▸ Übungstext:

Ein Hymnus zur Vesper des Advents
«Gott, heilger Schöpfer aller Stern» (KG 309) gehört in der Adventszeit in vielen Gemeinden zum festen Bestand ihres Liedrepertoires. Der Text geht auf den von einem unbekannten Autor verfassten Hymnus «Conditor alme siderum» aus dem 8./9. Jahrhundert zurück, der von Thomas Müntzer, einem Reformator und Revolutionär aus der Zeit der Bauernkriege, 1523 in die deutsche Sprache übertragen wurde. «Conditor alme siderum» findet sich schon seit der ersten Jahrtausendwende in verschiedenen Stundenbüchern des Mittelalters. Das nachtridentinische Breviarium Romanum nimmt ihn als Vesperhymnus in der Adventszeit auf. Das heutige deutschsprachige Stundenbuch setzt diese Tradition fort und ordnet «Conditor alme siderum» in der Übertragung von Thomas Müntzer in die Vesper in den Tagen des Advents bis zum 16. Dezember ein.
«Erleucht uns»
Der Blick des Beters und der Beterin wird zu Beginn des Hymnus auf das Licht der Sterne gerichtet, das zur Zeit des Vesper schon in seiner ganzen Pracht zu sehen ist. Darin wird er und sie auf Gott, den Schöpfer, verwiesen. Dieser Schöpfer wird als der heilige erkannt, was im Wortfeld des lateinischen «alme» so viel meint wie der nährende, der wohltätige, der Segenspendende. Doch dieses Licht leuchtet noch anders als physisch, denn es ist das «aeterna lux credentium», das Licht, das Glauben weckt und am Leben erhält. Dieses «aeterna lux» ist Christus selbst, der Erlöser des Alls.
Liessen die ersten Worte des Hymnus einen Lobpreis auf Gott Vater erwarten, so ist es doch Christus, der hier im Mittelpunkt steht. Zu ihm wenden sich die Betenden: «Erhöre das dringliche Flehen» heisst es im lateinischen Text.
«es ging dir zu Herzen sehr»
Die zweite Strophe besingt den Schöpfer, der mit den Menschen leidet. Ihm «geht es zu Herzen» – wie Thomas Müntzer übersetzt –, dass die irdische Zeit des Menschen eine Zeit auf den Tod hin ist. Er sinnt deshalb auf Rettung, denn das Unheil ist eine Krankheit zum Tod, die in der Schuld der Menschheit gründet und von Gott geheilt werden muss.

▸ Was zu tun ist:
1. In welchem Jahr hat Thomas Müntzer den Hymnus laut dem Übungstext ins Deutsche übertragen?
2. Gib den Abschnitt des Übungstexts von „Der Blick des“ bis „Erlöser des Alls.“ einschließlich wortgetreu wieder.
3. Führe den Text über den Adventshymnus «Gott, heilger Schöpfer aller Stern» nach seinem letzten Satz weiter.
Die Datensätze spielen hierfür keine Rolle.

▸ Datenauszug:
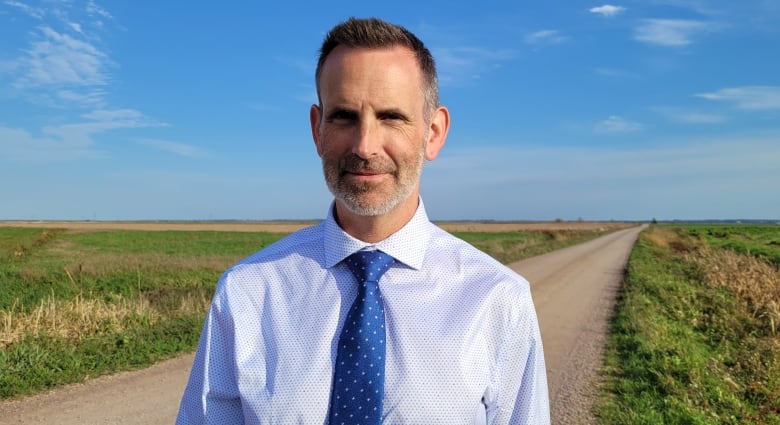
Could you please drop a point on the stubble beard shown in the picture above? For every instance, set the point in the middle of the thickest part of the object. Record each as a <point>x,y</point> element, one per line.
<point>361,198</point>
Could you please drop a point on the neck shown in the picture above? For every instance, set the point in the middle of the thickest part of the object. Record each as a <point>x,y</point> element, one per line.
<point>373,229</point>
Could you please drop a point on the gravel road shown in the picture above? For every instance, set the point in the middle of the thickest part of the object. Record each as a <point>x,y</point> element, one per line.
<point>574,290</point>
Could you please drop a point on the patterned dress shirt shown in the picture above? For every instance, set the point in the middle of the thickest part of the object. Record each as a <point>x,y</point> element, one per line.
<point>463,342</point>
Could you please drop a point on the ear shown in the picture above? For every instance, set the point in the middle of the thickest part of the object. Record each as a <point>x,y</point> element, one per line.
<point>437,135</point>
<point>315,114</point>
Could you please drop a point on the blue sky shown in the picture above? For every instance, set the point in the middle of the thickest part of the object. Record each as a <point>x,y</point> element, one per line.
<point>628,110</point>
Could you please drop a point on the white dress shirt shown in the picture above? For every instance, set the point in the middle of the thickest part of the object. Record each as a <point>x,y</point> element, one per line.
<point>463,342</point>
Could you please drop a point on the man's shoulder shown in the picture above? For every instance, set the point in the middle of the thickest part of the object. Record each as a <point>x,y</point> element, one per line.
<point>447,247</point>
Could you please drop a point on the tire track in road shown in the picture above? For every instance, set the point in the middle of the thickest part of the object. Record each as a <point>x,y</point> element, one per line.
<point>574,290</point>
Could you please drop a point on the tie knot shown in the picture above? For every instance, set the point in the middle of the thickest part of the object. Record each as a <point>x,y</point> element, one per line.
<point>369,266</point>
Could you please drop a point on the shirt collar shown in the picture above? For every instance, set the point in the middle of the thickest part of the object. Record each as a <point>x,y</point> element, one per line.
<point>408,245</point>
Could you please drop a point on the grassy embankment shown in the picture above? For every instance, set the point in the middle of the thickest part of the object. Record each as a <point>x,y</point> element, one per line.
<point>78,304</point>
<point>696,333</point>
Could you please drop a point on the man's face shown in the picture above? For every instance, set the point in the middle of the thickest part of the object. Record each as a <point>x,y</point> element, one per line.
<point>370,129</point>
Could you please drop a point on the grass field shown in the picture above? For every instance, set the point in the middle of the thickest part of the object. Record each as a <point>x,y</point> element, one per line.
<point>695,335</point>
<point>77,303</point>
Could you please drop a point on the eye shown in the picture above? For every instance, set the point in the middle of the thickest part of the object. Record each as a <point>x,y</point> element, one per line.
<point>341,116</point>
<point>392,116</point>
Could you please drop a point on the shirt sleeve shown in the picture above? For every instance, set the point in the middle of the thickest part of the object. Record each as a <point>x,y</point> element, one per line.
<point>522,391</point>
<point>211,395</point>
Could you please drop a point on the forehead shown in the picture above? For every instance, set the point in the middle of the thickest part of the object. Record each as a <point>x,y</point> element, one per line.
<point>348,69</point>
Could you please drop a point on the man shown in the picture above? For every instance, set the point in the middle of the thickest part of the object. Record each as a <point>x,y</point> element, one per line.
<point>452,334</point>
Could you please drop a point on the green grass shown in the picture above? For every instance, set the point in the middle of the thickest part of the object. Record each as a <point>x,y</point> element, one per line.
<point>85,303</point>
<point>154,273</point>
<point>685,351</point>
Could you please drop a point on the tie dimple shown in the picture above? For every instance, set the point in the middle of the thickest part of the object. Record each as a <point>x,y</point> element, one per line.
<point>358,380</point>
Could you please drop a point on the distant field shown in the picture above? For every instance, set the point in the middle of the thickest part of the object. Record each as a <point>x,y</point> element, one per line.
<point>291,226</point>
<point>81,299</point>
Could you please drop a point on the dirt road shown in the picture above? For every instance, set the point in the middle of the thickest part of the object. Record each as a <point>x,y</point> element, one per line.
<point>574,290</point>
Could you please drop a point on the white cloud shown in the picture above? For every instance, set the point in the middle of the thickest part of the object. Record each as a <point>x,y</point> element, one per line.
<point>26,9</point>
<point>545,37</point>
<point>607,10</point>
<point>458,65</point>
<point>69,141</point>
<point>617,124</point>
<point>670,32</point>
<point>698,118</point>
<point>683,116</point>
<point>180,149</point>
<point>61,60</point>
<point>747,97</point>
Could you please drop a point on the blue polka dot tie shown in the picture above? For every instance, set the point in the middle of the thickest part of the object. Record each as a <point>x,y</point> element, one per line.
<point>358,379</point>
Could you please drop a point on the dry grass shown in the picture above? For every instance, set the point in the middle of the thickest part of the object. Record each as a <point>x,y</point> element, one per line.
<point>751,279</point>
<point>82,317</point>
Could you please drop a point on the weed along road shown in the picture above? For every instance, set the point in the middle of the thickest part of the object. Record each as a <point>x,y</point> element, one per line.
<point>574,290</point>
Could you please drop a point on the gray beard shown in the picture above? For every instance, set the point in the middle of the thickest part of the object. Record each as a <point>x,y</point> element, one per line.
<point>351,195</point>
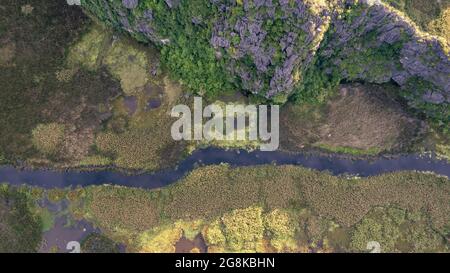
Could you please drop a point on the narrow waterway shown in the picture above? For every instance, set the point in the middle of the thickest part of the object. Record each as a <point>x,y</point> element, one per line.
<point>334,164</point>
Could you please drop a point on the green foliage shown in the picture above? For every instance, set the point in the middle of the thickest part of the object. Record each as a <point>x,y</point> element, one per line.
<point>20,228</point>
<point>98,243</point>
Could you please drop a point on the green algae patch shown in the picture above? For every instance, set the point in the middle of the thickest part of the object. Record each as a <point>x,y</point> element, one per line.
<point>88,51</point>
<point>129,65</point>
<point>7,53</point>
<point>47,138</point>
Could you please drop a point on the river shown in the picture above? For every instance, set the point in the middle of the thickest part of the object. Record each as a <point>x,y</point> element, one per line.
<point>210,156</point>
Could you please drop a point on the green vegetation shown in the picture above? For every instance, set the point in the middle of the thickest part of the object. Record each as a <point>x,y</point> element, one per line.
<point>358,120</point>
<point>275,208</point>
<point>98,243</point>
<point>39,91</point>
<point>47,137</point>
<point>431,15</point>
<point>20,227</point>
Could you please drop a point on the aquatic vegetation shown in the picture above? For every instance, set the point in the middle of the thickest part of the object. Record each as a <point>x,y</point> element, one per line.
<point>47,138</point>
<point>87,52</point>
<point>243,228</point>
<point>276,208</point>
<point>282,228</point>
<point>300,48</point>
<point>395,229</point>
<point>129,65</point>
<point>20,227</point>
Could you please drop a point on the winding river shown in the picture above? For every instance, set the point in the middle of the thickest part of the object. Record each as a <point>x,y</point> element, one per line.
<point>210,156</point>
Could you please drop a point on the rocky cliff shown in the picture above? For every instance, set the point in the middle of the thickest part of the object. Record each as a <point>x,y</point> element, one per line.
<point>276,48</point>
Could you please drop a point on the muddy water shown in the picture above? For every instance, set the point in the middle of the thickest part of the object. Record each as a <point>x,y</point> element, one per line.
<point>210,156</point>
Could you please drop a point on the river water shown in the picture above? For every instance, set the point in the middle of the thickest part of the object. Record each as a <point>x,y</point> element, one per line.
<point>209,156</point>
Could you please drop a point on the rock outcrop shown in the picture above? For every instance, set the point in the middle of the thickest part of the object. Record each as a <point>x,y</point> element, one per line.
<point>267,46</point>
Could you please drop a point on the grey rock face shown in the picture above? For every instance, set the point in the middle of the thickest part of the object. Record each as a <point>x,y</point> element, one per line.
<point>130,4</point>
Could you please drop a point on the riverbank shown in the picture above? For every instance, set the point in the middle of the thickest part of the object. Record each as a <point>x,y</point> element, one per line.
<point>284,209</point>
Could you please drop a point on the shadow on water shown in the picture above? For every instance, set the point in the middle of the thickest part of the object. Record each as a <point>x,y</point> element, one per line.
<point>212,156</point>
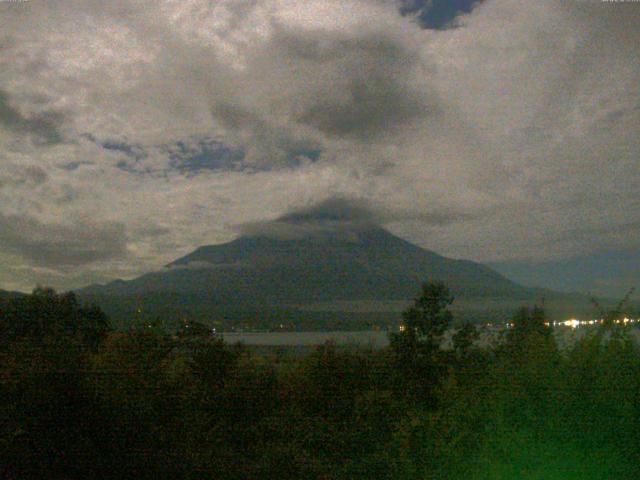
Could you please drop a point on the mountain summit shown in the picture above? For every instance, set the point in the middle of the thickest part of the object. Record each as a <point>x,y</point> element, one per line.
<point>322,259</point>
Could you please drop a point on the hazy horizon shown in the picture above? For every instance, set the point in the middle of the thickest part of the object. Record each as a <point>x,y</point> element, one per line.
<point>502,132</point>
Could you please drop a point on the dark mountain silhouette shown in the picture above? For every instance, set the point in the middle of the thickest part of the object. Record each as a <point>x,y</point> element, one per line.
<point>328,258</point>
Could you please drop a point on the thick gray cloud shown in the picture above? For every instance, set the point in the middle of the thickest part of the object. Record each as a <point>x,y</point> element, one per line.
<point>43,127</point>
<point>510,137</point>
<point>61,245</point>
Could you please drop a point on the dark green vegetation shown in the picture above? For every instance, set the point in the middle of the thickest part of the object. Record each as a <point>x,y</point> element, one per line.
<point>80,401</point>
<point>338,276</point>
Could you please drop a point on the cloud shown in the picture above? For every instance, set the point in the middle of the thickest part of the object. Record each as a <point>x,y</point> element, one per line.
<point>511,136</point>
<point>43,127</point>
<point>60,245</point>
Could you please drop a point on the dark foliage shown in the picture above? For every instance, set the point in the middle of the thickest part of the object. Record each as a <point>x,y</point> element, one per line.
<point>78,401</point>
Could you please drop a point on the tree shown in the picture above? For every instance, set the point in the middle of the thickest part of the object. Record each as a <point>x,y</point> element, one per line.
<point>46,313</point>
<point>420,361</point>
<point>429,317</point>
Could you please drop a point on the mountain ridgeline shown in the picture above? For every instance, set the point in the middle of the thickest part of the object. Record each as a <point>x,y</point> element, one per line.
<point>346,270</point>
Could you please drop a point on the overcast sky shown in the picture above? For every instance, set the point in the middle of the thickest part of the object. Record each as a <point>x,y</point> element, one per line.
<point>132,132</point>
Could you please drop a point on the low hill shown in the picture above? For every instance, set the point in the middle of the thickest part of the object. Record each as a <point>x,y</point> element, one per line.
<point>339,275</point>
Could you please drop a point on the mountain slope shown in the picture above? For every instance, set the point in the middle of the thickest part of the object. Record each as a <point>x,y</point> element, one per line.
<point>348,264</point>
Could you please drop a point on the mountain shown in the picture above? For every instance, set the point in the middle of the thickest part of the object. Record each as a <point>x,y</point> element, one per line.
<point>605,273</point>
<point>339,272</point>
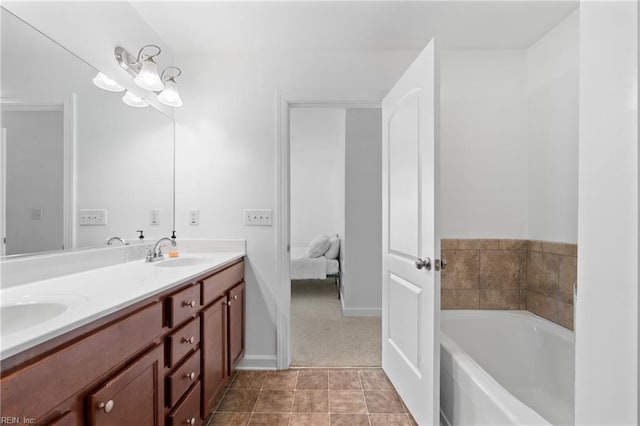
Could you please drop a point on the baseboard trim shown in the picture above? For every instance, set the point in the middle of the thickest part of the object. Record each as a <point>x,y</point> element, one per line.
<point>361,312</point>
<point>257,362</point>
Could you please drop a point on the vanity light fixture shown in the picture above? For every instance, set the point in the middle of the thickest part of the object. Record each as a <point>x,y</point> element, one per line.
<point>142,67</point>
<point>144,70</point>
<point>105,83</point>
<point>169,95</point>
<point>134,100</point>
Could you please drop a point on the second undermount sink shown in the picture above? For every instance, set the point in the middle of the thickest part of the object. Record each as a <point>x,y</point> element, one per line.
<point>23,315</point>
<point>181,261</point>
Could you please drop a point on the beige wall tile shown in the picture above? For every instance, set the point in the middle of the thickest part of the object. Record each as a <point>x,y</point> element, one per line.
<point>476,244</point>
<point>499,269</point>
<point>513,244</point>
<point>460,299</point>
<point>463,269</point>
<point>534,245</point>
<point>542,305</point>
<point>448,244</point>
<point>499,299</point>
<point>542,273</point>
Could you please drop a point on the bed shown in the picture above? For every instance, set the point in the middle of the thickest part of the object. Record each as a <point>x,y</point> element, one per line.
<point>316,268</point>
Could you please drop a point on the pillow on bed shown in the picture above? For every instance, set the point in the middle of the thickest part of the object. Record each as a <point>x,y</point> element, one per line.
<point>318,246</point>
<point>334,249</point>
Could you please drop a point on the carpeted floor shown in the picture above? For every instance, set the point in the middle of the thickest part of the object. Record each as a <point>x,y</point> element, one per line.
<point>322,337</point>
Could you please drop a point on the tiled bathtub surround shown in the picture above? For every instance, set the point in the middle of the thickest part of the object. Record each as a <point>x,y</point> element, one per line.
<point>510,274</point>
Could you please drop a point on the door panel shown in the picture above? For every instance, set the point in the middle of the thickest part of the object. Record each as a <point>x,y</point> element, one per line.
<point>403,177</point>
<point>411,296</point>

▸ Lösungen:
1. 1523

2.
Der Blick des Beters und der Beterin wird zu Beginn des Hymnus auf das Licht der Sterne gerichtet, das zur Zeit des Vesper schon in seiner ganzen Pracht zu sehen ist. Darin wird er und sie auf Gott, den Schöpfer, verwiesen. Dieser Schöpfer wird als der heilige erkannt, was im Wortfeld des lateinischen «alme» so viel meint wie der nährende, der wohltätige, der Segenspendende. Doch dieses Licht leuchtet noch anders als physisch, denn es ist das «aeterna lux credentium», das Licht, das Glauben weckt und am Leben erhält. Dieses «aeterna lux» ist Christus selbst, der Erlöser des Alls.

3.
«die Welt zum Abend wandt»
Wie der Beter und die Beterin sich am Abend des Tages befindet, so ist auch diese Welt an ihren Abend gekommen und kann nur geheilt werden durch einen Neuanfang, durch eine neue Geburt. Davon erzählen die Bilder des Hymnus. In der todesnahen Abendstunde der Welt geht es um einen neuen Morgen, an dem die Geschichte der Welt noch einmal beginnen kann. So wie jedes Kind, das geboren wird, einen Neuanfang der Welt darstellt, so trifft dies insbesondere auf die Geburt des «aeterna lux» zu, des Kindes, das als neue Sonne von einer Jungfrau geboren wird.
Die Geburt des ewigen Lichtes ist das Heilmittel für die schuldig gewordene Menschheit – so verkündet der Hymnus. Sie entreisst die Welt der Tod bringenden Krankheit, weil der Schöpfer der Sterne mit diesem Kind neu anfängt.
«sich beugen müssen»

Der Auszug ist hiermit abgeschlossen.